TASK DETAILS:
An exact transcription is needed, starting with the line that contains "Where can the cabinet" and ending with the last line of the records.
────────────────────────────────────────
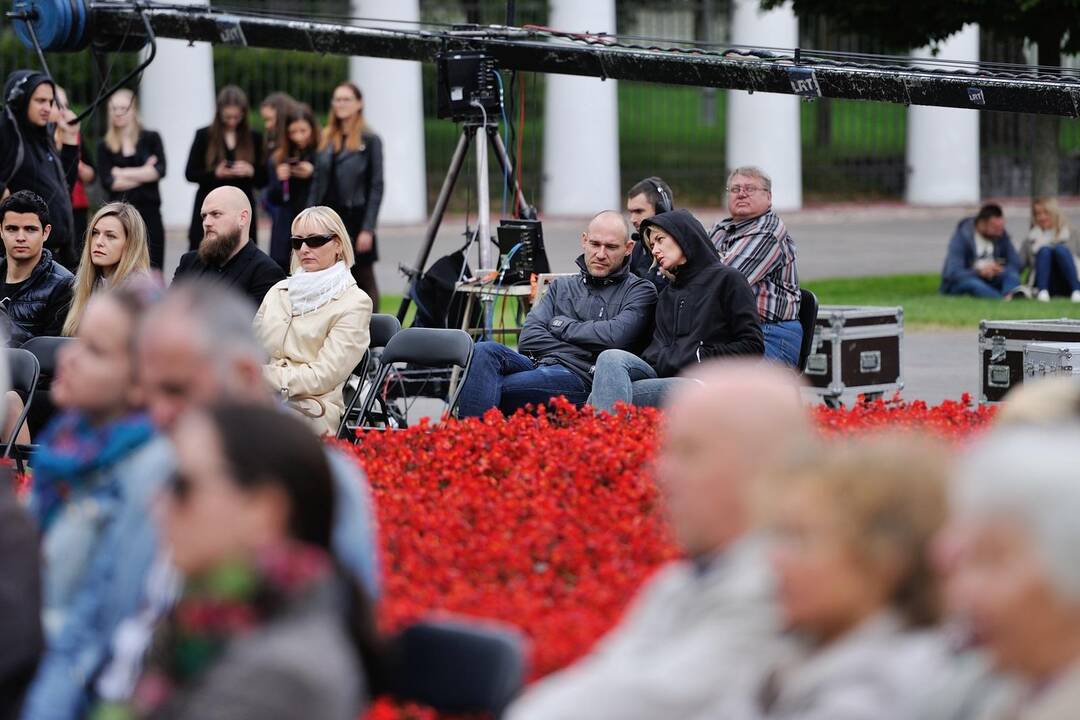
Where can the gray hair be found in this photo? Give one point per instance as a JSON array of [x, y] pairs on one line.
[[1029, 475], [752, 171], [220, 322]]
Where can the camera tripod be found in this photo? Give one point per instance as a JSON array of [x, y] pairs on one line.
[[471, 131]]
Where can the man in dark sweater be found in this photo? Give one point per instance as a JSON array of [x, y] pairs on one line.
[[706, 311], [604, 307], [226, 253], [30, 161], [35, 289]]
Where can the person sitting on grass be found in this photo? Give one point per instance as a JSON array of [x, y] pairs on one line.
[[982, 260], [1050, 250], [605, 307]]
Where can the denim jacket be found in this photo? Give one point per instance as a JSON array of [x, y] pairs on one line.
[[90, 601]]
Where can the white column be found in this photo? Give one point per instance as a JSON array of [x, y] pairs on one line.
[[943, 143], [581, 124], [764, 128], [393, 107], [178, 71]]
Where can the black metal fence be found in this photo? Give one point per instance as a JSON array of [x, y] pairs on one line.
[[850, 149]]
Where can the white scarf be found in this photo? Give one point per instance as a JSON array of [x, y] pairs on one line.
[[311, 290]]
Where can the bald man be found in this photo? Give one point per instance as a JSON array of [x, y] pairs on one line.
[[226, 253], [701, 636], [605, 307]]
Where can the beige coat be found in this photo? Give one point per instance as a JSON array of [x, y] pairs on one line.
[[311, 355]]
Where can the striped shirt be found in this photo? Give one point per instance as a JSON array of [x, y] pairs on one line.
[[764, 253]]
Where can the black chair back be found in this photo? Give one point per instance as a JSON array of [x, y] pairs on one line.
[[456, 667], [381, 328], [45, 350], [429, 347], [24, 370], [423, 348], [808, 313]]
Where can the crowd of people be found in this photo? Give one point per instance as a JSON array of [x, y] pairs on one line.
[[203, 555]]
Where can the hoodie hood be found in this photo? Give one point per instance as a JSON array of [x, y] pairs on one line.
[[27, 82], [691, 238]]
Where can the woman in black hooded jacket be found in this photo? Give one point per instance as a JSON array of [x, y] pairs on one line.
[[707, 310]]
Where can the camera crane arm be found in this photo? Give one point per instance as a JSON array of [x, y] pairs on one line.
[[115, 24]]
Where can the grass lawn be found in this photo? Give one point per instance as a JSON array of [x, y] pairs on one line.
[[923, 307]]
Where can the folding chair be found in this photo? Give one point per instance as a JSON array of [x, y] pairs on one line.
[[45, 350], [457, 667], [424, 348], [24, 370], [382, 327], [808, 314]]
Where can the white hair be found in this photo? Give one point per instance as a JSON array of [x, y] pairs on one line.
[[1031, 477], [752, 171]]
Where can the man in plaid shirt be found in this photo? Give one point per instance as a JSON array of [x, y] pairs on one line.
[[755, 242]]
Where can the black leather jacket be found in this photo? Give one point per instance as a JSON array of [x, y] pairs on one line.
[[359, 176], [39, 307]]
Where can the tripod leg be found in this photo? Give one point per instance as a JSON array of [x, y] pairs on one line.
[[508, 170], [436, 218]]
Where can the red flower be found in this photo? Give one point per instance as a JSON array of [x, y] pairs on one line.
[[549, 521]]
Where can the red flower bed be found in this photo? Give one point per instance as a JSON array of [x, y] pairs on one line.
[[551, 521]]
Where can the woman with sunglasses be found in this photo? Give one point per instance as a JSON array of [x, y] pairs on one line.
[[95, 457], [268, 625], [314, 324]]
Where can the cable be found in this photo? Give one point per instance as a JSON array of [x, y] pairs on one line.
[[505, 140]]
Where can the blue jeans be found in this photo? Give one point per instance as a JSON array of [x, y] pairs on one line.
[[622, 376], [783, 341], [1052, 263], [499, 377], [995, 288]]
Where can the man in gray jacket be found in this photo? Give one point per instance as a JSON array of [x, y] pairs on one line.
[[603, 308]]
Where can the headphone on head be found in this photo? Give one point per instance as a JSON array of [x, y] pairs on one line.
[[16, 92], [665, 202]]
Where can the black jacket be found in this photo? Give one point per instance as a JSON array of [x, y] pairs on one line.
[[288, 207], [147, 194], [197, 172], [39, 307], [359, 185], [707, 311], [581, 316], [251, 271], [41, 168]]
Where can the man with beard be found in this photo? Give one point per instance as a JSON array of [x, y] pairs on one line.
[[226, 252]]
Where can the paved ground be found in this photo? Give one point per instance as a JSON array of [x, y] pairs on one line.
[[836, 241]]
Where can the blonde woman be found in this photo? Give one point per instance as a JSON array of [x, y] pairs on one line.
[[349, 178], [116, 248], [314, 324], [132, 162], [851, 531], [1052, 252]]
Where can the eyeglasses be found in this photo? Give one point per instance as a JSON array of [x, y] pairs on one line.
[[740, 189], [312, 242]]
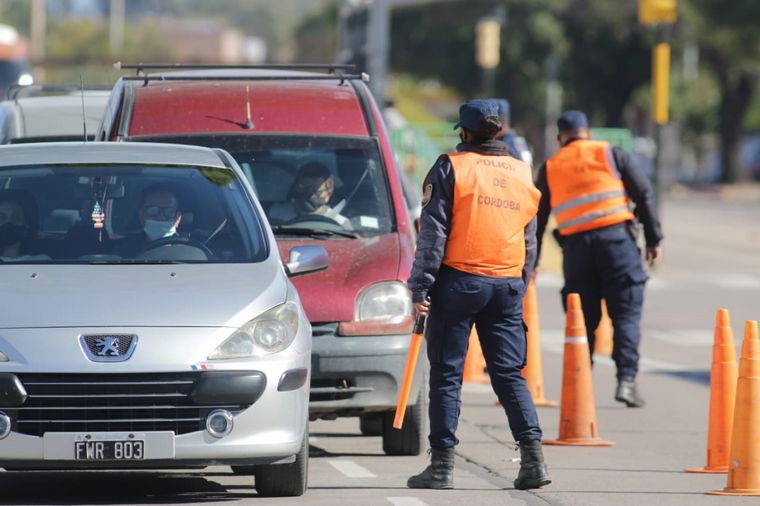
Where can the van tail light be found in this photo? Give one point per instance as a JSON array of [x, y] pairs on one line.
[[376, 327]]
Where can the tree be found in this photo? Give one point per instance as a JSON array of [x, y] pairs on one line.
[[730, 42]]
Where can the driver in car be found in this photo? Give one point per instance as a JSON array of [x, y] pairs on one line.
[[159, 215], [309, 196]]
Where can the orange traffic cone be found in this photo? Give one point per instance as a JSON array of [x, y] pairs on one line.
[[744, 456], [533, 370], [577, 417], [603, 334], [722, 396], [474, 363]]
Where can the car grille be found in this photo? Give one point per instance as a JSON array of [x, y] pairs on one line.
[[111, 403]]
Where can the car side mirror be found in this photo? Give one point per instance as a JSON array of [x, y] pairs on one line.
[[306, 259]]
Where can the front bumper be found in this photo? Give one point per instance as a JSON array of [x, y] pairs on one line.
[[352, 375], [269, 424]]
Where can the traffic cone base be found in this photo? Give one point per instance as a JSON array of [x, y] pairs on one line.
[[705, 470], [578, 442], [736, 491]]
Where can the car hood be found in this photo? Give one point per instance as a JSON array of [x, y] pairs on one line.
[[187, 295], [330, 295]]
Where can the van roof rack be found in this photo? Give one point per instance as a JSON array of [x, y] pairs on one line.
[[330, 67], [17, 91]]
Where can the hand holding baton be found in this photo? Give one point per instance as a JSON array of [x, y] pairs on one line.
[[411, 364]]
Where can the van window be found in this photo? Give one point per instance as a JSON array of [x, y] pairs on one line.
[[359, 200], [131, 213]]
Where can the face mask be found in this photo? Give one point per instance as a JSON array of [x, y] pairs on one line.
[[155, 229], [11, 233], [311, 200]]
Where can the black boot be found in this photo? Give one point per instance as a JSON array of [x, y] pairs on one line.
[[440, 472], [533, 473], [626, 392]]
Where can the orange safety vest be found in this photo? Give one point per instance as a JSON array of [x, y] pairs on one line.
[[586, 190], [494, 199]]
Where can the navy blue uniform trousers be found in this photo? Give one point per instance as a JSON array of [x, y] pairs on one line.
[[494, 305], [606, 264]]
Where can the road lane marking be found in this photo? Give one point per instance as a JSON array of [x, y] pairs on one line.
[[351, 469], [406, 501], [554, 344], [737, 281], [699, 337]]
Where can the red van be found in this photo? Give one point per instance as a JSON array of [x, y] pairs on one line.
[[312, 142]]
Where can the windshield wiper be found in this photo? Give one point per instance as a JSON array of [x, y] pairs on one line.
[[312, 232]]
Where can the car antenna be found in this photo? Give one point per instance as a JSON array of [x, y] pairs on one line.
[[248, 122], [84, 117]]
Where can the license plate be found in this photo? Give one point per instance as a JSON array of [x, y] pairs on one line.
[[109, 450]]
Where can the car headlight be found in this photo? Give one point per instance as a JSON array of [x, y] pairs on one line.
[[387, 301], [270, 332], [382, 308]]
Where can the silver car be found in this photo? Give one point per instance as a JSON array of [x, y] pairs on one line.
[[147, 320]]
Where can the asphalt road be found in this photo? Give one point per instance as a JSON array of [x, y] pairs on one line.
[[712, 260]]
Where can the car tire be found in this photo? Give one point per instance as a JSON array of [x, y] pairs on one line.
[[371, 425], [285, 480], [408, 439]]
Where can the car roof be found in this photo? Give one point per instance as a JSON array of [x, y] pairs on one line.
[[57, 153], [60, 115], [279, 103]]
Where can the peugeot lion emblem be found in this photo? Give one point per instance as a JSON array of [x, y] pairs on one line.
[[108, 348]]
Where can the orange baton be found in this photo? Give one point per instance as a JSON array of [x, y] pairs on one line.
[[411, 364]]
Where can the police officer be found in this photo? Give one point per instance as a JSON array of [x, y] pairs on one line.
[[589, 187], [517, 147], [476, 242]]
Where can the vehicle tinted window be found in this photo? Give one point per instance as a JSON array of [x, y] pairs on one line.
[[127, 214], [288, 175]]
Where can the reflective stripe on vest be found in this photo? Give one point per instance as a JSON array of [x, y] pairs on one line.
[[494, 200], [586, 190]]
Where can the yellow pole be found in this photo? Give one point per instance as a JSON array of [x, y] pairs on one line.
[[661, 81]]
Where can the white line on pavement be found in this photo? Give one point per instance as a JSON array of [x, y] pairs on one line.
[[699, 337], [406, 501], [351, 469]]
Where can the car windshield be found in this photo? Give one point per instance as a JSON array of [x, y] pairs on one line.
[[127, 213], [305, 182]]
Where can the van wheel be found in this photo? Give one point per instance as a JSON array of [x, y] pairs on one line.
[[371, 425], [285, 480], [244, 470], [408, 439]]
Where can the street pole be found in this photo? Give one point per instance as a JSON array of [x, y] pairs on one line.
[[660, 88], [37, 30], [662, 14]]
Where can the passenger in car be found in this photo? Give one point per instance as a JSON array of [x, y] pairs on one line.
[[18, 223], [159, 215], [309, 196]]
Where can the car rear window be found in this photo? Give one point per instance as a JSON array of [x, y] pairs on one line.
[[127, 213], [359, 203]]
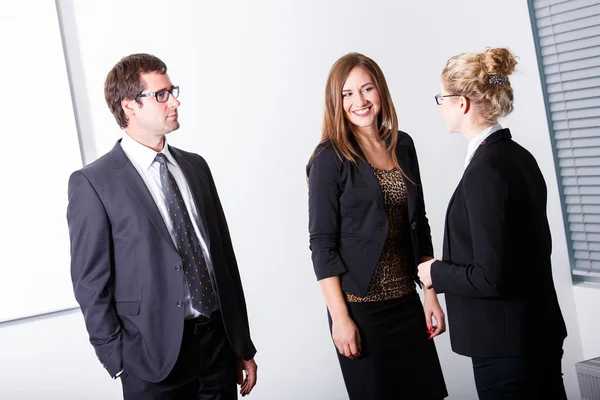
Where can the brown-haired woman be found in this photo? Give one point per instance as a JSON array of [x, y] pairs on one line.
[[496, 270], [368, 231]]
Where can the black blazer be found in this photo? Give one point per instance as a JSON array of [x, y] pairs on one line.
[[347, 221], [496, 272], [126, 271]]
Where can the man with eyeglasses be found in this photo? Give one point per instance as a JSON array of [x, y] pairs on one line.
[[152, 262]]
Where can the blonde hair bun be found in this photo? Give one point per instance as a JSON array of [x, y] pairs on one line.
[[497, 61]]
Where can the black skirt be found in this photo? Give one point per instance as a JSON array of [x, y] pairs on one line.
[[398, 361]]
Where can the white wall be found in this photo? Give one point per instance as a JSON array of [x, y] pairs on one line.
[[40, 149], [252, 77], [587, 299]]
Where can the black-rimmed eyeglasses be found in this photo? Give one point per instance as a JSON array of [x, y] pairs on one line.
[[439, 98], [163, 95]]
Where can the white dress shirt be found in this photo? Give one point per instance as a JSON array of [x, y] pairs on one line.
[[142, 158], [476, 141]]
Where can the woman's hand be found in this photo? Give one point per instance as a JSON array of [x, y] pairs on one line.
[[346, 337], [433, 309]]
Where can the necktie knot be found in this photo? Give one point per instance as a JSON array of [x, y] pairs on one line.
[[161, 159]]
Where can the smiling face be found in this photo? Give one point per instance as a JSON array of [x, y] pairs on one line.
[[452, 110], [361, 101]]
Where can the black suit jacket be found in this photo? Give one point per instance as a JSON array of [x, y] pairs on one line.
[[347, 221], [124, 265], [496, 272]]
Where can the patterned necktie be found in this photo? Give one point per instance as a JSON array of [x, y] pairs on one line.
[[188, 245]]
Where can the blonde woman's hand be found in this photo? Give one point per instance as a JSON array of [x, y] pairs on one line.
[[346, 337], [433, 310]]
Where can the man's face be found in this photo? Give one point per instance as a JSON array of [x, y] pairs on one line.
[[152, 118]]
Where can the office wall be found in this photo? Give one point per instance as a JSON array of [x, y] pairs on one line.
[[40, 148]]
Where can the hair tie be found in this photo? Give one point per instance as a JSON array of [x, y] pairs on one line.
[[498, 80]]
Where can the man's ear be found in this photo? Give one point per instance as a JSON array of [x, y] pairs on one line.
[[129, 106]]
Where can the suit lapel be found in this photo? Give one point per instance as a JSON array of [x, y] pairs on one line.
[[134, 182], [198, 186], [446, 245], [411, 188], [365, 172]]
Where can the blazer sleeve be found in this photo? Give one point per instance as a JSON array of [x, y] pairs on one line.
[[424, 232], [228, 252], [91, 266], [486, 196], [323, 173]]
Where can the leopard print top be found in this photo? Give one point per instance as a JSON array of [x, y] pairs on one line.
[[392, 277]]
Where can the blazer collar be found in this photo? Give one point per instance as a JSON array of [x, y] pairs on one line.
[[498, 136]]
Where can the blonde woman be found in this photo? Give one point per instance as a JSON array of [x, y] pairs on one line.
[[368, 230], [496, 271]]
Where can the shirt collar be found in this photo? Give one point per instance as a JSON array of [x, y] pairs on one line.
[[142, 155], [477, 140]]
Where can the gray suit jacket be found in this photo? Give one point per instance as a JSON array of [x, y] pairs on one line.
[[124, 265]]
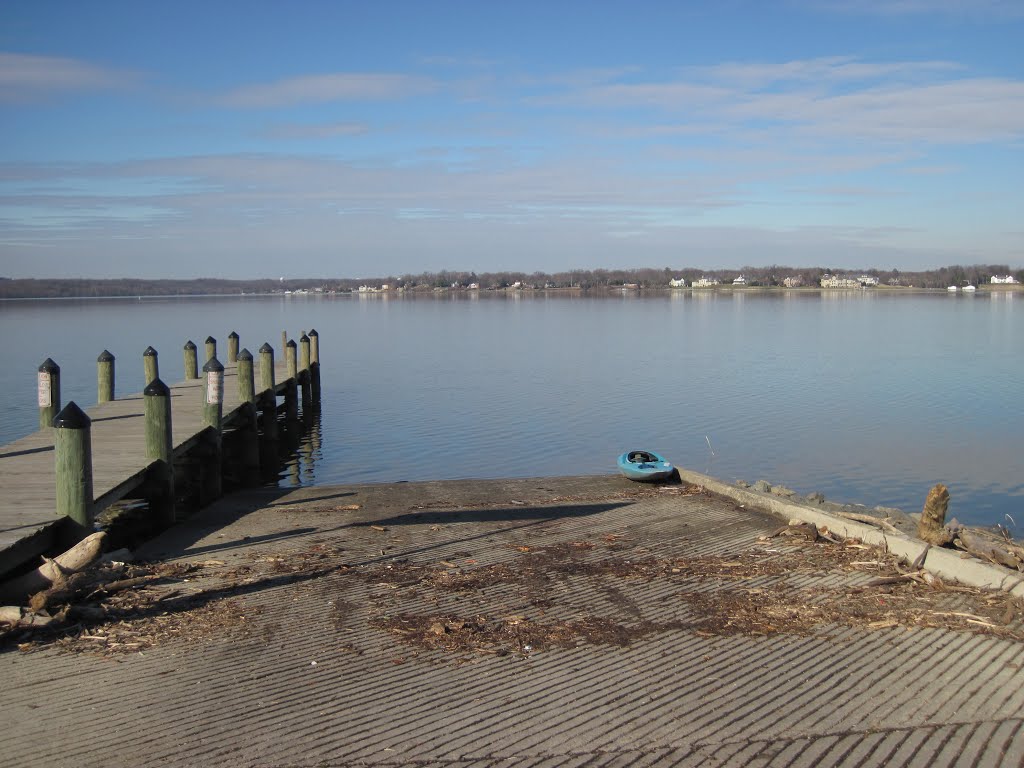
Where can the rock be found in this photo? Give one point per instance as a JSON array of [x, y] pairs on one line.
[[931, 527]]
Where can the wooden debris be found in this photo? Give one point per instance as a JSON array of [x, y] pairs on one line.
[[931, 527], [51, 571]]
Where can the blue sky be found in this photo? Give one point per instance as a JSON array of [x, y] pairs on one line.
[[249, 139]]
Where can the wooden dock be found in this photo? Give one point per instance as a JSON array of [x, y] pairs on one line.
[[30, 522]]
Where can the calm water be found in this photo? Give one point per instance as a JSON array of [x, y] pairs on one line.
[[866, 397]]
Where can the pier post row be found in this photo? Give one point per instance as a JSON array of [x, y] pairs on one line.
[[104, 377], [159, 445], [73, 454], [48, 392], [151, 365], [192, 364]]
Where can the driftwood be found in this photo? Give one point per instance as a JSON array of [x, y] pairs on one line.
[[932, 527], [1003, 553], [54, 570]]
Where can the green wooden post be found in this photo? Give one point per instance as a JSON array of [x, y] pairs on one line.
[[104, 377], [159, 445], [192, 364], [292, 391], [248, 434], [268, 397], [314, 365], [151, 365], [247, 382], [304, 378], [49, 392], [213, 409], [73, 451]]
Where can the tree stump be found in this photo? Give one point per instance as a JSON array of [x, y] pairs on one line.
[[933, 517]]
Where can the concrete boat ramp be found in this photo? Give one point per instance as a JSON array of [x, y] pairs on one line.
[[555, 622]]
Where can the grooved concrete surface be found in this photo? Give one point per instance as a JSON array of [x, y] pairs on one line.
[[307, 678]]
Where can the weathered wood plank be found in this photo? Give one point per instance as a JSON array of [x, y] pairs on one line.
[[28, 485]]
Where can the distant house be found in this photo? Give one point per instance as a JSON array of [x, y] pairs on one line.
[[705, 283], [835, 281]]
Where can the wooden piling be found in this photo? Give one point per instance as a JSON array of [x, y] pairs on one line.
[[159, 445], [49, 392], [104, 377], [292, 391], [73, 452], [268, 398], [314, 366], [247, 382], [304, 378], [192, 361], [151, 366], [213, 407]]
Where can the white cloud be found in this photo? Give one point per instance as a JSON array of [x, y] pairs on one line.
[[26, 77]]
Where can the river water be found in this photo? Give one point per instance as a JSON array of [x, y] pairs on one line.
[[868, 397]]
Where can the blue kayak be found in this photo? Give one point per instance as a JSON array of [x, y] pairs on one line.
[[645, 466]]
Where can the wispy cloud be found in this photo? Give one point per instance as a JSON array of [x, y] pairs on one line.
[[326, 88], [288, 131], [25, 77]]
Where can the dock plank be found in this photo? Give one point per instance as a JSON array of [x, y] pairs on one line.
[[28, 480]]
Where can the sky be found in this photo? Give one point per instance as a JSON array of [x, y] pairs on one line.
[[346, 139]]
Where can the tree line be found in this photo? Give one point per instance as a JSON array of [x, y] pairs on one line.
[[577, 279]]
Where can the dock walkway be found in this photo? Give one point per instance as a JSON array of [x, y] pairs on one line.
[[554, 622], [28, 484]]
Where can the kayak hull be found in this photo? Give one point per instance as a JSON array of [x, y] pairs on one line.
[[645, 466]]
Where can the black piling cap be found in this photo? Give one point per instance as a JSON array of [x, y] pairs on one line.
[[157, 388], [72, 417]]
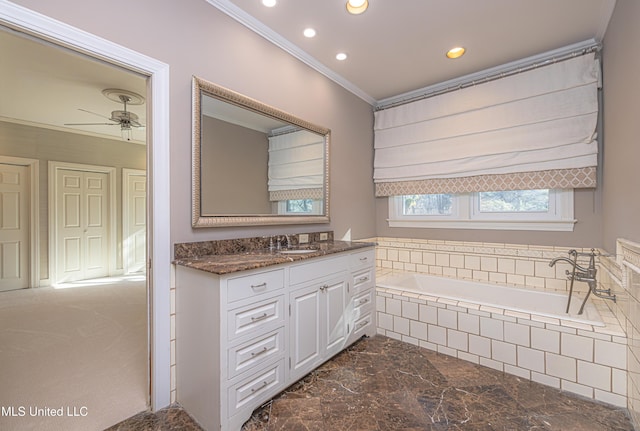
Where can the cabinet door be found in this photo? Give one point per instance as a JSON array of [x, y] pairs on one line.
[[335, 316], [305, 330]]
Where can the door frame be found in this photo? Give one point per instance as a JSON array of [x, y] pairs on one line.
[[127, 173], [34, 214], [54, 166], [158, 145]]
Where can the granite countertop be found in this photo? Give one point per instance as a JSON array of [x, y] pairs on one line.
[[253, 259]]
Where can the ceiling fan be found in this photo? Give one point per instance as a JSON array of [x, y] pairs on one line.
[[123, 118]]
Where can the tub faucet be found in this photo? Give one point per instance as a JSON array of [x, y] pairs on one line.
[[587, 275]]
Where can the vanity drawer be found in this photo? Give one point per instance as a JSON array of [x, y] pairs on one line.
────────────────────────────────────────
TASK ANSWER:
Where can the cabinet door be found in this photo? Give one point per instance as a JSON array of [x, y] pairs on one line.
[[335, 316], [305, 330]]
Where can the door frame be found in this photo? Give one point per instance as a JSON array of [x, y] pairs on one line.
[[127, 173], [34, 214], [54, 166], [158, 145]]
Where can the granite countertop be found in this photo? Give one point per instance as a JSON array of [x, y] pairs on one line.
[[253, 259]]
Where can the ceiling fan be found in this photo? Give one point per instance as a JSON array of [x, y] pairs on one line.
[[123, 118]]
Where can the tub faucet be found in this photo? Give one point per instance as a JSON array of [x, y] pairs on one line.
[[587, 275]]
Where can the vanity drawer be found in this photo? Give one point per instance as a JSON array of [x, y] pairs on one line.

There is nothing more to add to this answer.